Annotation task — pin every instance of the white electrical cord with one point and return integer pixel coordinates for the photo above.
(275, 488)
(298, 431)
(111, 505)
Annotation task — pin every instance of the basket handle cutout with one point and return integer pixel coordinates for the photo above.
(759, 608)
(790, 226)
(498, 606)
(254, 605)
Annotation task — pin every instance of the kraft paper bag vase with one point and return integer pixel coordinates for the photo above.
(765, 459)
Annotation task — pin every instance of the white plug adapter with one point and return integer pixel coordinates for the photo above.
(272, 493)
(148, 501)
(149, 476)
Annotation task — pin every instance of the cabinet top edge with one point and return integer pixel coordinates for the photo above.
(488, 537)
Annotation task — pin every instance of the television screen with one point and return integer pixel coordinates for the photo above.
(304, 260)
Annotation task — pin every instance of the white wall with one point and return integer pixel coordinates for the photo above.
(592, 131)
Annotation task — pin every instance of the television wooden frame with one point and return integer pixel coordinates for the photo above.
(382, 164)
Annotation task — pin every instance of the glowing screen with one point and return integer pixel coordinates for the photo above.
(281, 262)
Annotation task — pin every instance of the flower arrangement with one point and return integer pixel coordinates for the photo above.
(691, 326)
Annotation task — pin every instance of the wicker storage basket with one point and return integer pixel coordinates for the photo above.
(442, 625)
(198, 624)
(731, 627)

•••

Your assignment -
The data above needs retyping. Reproduce each line exactly.

Solution to the exercise -
Annotation task — pin every instance of the white electrical cord with one point and return integer pixel coordinates for the photo above.
(275, 488)
(298, 431)
(111, 505)
Annotation task — pin every instance of the basket handle cutout with one point and return integer pixel coordinates for the photo above.
(759, 608)
(790, 226)
(498, 606)
(254, 605)
Annotation task — pin every instance of the kraft paper bag vase with one point and return integer pixel coordinates for the photo above.
(765, 459)
Annotation task — pin every instance of the white plug adapter with one point and return integer pixel coordinates for the photo above.
(272, 493)
(148, 501)
(149, 476)
Annotation task — pin every instance of the cabinet top edge with one point and return integer pixel coordinates for the photo above.
(488, 537)
Annotation task — pin every instance of the television screen with one point and return integer pixel coordinates for the photo above.
(304, 260)
Annotation task — pin every instance of the white wall with one point and return integer pixel coordinates for the photo above.
(592, 131)
Annotation task — pin every instance of the television wooden frame with one point and return integer pixel coordinates for the photo above.
(382, 164)
Annotation task — pin every instance of the glowing screen with one point and return integer pixel coordinates for the photo above.
(281, 262)
Annotation task — pin every instance of the flower arrangement with one point and return integer pixel coordinates for the photo above.
(691, 326)
Annotation task — pin every instance of the wicker storage basket with one point and return integer pixel coordinates for the photo above.
(442, 625)
(198, 624)
(731, 627)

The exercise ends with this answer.